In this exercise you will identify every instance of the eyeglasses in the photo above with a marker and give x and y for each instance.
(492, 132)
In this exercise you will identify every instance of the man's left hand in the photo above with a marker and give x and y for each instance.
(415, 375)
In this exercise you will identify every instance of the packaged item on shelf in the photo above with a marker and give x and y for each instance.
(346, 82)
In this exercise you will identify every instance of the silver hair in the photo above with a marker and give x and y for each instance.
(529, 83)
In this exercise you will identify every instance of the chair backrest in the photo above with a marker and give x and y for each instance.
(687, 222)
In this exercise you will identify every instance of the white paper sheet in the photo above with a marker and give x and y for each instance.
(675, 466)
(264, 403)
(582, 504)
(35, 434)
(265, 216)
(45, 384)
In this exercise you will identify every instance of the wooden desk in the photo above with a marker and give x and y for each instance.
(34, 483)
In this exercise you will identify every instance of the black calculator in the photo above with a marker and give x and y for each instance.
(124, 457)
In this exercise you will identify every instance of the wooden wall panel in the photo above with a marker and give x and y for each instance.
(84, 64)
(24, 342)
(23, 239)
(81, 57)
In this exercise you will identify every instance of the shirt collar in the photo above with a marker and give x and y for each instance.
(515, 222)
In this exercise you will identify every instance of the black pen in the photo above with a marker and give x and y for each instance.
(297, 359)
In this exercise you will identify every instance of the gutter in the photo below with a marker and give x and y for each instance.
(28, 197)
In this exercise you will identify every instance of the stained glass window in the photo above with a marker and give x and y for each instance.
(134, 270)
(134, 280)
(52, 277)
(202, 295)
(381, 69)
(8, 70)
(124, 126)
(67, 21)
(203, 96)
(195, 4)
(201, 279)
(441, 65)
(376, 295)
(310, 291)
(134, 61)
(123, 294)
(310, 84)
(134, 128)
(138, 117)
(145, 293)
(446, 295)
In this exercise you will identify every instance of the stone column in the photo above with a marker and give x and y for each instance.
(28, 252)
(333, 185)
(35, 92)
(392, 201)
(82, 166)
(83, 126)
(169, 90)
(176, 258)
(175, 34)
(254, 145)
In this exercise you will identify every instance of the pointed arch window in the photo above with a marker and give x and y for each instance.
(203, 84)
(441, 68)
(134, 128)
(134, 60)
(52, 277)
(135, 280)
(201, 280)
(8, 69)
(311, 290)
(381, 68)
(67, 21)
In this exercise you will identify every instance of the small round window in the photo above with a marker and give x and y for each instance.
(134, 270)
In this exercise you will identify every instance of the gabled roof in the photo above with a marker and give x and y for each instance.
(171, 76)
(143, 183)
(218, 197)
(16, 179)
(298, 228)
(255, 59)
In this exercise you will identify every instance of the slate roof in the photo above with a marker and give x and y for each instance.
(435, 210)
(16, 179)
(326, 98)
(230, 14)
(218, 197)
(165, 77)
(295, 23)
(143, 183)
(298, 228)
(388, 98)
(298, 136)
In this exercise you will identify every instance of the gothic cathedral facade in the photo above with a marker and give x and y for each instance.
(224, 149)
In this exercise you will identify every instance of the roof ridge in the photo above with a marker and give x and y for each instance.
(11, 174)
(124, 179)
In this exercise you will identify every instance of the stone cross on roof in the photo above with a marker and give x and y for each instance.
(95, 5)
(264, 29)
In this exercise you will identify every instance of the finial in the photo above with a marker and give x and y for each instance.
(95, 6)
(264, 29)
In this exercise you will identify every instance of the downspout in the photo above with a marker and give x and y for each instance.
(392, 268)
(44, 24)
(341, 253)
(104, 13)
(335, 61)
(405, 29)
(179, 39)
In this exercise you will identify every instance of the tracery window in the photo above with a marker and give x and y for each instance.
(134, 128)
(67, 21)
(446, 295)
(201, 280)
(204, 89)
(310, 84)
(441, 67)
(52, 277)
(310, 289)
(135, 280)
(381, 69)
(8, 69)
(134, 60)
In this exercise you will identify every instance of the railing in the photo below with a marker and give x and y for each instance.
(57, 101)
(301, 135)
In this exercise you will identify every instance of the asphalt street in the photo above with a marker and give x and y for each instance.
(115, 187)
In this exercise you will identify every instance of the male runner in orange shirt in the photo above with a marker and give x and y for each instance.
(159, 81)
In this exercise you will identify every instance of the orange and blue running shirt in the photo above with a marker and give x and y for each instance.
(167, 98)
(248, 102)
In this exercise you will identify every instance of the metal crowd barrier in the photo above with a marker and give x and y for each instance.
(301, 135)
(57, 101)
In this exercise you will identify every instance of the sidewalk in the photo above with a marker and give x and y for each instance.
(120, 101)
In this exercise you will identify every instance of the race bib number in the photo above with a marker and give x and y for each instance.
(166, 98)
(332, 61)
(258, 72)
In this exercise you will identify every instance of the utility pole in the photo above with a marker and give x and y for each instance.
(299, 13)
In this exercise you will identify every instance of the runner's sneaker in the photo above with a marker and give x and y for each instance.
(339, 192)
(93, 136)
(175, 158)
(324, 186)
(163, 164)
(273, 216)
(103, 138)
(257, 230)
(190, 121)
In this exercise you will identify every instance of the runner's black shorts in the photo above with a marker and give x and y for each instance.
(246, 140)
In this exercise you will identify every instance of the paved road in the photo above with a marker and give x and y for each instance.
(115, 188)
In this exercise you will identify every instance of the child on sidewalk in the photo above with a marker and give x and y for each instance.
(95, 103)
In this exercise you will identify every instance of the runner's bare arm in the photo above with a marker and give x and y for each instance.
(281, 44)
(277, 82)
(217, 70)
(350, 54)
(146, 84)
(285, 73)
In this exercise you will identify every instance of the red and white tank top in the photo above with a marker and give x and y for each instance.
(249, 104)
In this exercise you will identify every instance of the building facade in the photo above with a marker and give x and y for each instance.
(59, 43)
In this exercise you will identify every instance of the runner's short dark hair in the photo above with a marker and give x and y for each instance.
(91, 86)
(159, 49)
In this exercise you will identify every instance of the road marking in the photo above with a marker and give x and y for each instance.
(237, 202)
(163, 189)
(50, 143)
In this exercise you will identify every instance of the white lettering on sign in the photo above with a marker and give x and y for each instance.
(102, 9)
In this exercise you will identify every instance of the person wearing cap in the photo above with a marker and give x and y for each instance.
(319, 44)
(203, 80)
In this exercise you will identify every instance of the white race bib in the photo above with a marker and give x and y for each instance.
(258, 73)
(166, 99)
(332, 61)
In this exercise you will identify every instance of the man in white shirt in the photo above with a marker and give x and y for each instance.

= = = = =

**Your objective**
Rewrite the lines starting at the one that contains "the white race" and continuing to the last of the items, requests included. Multiply every coordinate in the answers by 0.95 and round to whole numbers, with halves rounding up.

**Output for this exercise**
In this exercise you will identify every instance of the white race bib in the photo above with a marker and give x and y for each instance.
(245, 69)
(158, 94)
(315, 58)
In this exercise you will identify every instance of the man in white shirt in the photo above with a marker and give x and y for each instance.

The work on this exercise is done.